What is being asked:
Retype the records below exactly as they appear.

# start of Supplied entries

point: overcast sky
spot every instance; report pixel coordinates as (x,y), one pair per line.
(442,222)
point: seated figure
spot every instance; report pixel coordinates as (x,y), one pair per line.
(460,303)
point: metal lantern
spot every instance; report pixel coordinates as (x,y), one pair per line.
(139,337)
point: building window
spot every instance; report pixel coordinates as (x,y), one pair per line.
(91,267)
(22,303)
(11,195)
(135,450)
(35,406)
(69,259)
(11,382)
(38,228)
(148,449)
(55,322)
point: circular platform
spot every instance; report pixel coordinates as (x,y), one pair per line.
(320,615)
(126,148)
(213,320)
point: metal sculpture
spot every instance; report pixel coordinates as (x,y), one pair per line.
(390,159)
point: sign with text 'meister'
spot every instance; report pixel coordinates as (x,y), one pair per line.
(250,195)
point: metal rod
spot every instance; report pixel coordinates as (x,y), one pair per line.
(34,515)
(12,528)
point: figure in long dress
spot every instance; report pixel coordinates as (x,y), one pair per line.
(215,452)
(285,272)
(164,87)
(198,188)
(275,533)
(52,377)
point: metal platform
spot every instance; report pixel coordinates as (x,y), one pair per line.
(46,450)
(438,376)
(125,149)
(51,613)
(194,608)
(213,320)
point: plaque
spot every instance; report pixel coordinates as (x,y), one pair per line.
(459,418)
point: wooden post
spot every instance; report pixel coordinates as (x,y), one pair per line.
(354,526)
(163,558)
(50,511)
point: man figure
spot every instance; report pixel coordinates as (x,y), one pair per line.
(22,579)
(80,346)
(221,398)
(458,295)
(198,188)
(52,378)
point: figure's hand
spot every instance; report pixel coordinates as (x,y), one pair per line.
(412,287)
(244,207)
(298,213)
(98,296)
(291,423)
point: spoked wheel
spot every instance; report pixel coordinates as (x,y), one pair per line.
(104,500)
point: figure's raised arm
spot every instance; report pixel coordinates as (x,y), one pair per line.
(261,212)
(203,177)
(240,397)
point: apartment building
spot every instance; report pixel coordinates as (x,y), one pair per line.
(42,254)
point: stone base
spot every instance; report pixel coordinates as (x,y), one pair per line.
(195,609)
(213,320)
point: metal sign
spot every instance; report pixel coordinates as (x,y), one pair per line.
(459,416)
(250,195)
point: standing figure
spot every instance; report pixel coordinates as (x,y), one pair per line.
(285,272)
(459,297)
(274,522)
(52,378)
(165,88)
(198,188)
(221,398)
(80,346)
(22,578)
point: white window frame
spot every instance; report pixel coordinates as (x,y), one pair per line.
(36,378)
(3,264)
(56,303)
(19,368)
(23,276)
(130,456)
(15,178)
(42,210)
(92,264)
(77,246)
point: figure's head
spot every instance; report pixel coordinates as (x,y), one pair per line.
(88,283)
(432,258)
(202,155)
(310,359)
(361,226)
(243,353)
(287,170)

# end of Supplied entries

Exercise answer:
point: overcast sky
spot every instance; report pixel coordinates as (x,y), one pair per line.
(442,222)
point: seated figure
spot every instance; report pixel coordinates as (x,y), one pair per line.
(460,303)
point: metal lantern
spot every instance; report pixel coordinates as (x,y), one pair per line.
(139,337)
point: building window
spot every instance; report pixel coordinates as (x,y), one pair per line.
(91,267)
(22,303)
(11,195)
(135,450)
(35,406)
(69,259)
(11,382)
(38,228)
(148,449)
(55,322)
point: circular platform
spot every instance; report pixel coordinates as (x,y), one pair per line.
(320,615)
(126,148)
(213,320)
point: metal sculpture
spot every instance; report pixel coordinates as (x,y), one pair per line.
(390,159)
point: sign with text 'meister'
spot every instance; report pixel coordinates as (x,y), one pair per line.
(250,195)
point: metal rod
spot every instance; report pixel coordinates as (x,y), one pair per line.
(34,515)
(12,528)
point: figure in long dress
spot every instance; report pixel coordinates as (x,y), one pair per line.
(215,452)
(285,272)
(164,87)
(198,188)
(275,533)
(52,377)
point: metal platform
spot every instance; report pixel coordinates as (x,y), one pair per line.
(46,450)
(438,376)
(125,149)
(51,613)
(194,608)
(213,320)
point: plaque
spot every instance; report pixel coordinates as (x,y), one pair per line.
(459,418)
point: wooden post
spot every instance; report pixel coordinates as (x,y), one pair per line.
(354,526)
(163,558)
(50,511)
point: man figure
spot every instance; report pixel coordinates as (x,y), one pair per line.
(22,579)
(80,346)
(221,398)
(458,295)
(198,188)
(52,378)
point: figure's hand
spot every instance; report pixel coordinates as (x,y), one pair per line.
(412,287)
(244,207)
(298,213)
(98,296)
(291,423)
point: spoked wheel
spot every instance; report pixel coordinates as (x,y), one pair per line.
(104,500)
point: figure's raised arm
spot every instance; report pixel coordinates as (x,y), one pair per line.
(261,212)
(203,177)
(240,397)
point: apartment building
spot every instance; report pixel coordinates as (x,y), one pair per line.
(42,254)
point: stone base
spot every instance; report pixel coordinates as (x,y), one pair per line.
(195,609)
(213,320)
point: metal sign
spot every instance; report pixel coordinates as (x,y), one pair per line.
(459,416)
(250,195)
point: standing figure
spot every instance; report pixel coordinates as (x,y), one pair per line.
(285,272)
(459,297)
(274,522)
(52,378)
(165,88)
(198,188)
(221,398)
(80,346)
(22,578)
point: white window frame
spot every instance; report pixel coordinates as (x,y), one pair per line.
(36,378)
(3,264)
(56,303)
(19,368)
(23,276)
(130,456)
(15,178)
(42,210)
(92,264)
(77,246)
point: figure's head
spot every instance; report pixel coordinates as (x,y), one pair per line.
(88,283)
(432,258)
(202,155)
(310,359)
(361,226)
(243,353)
(287,170)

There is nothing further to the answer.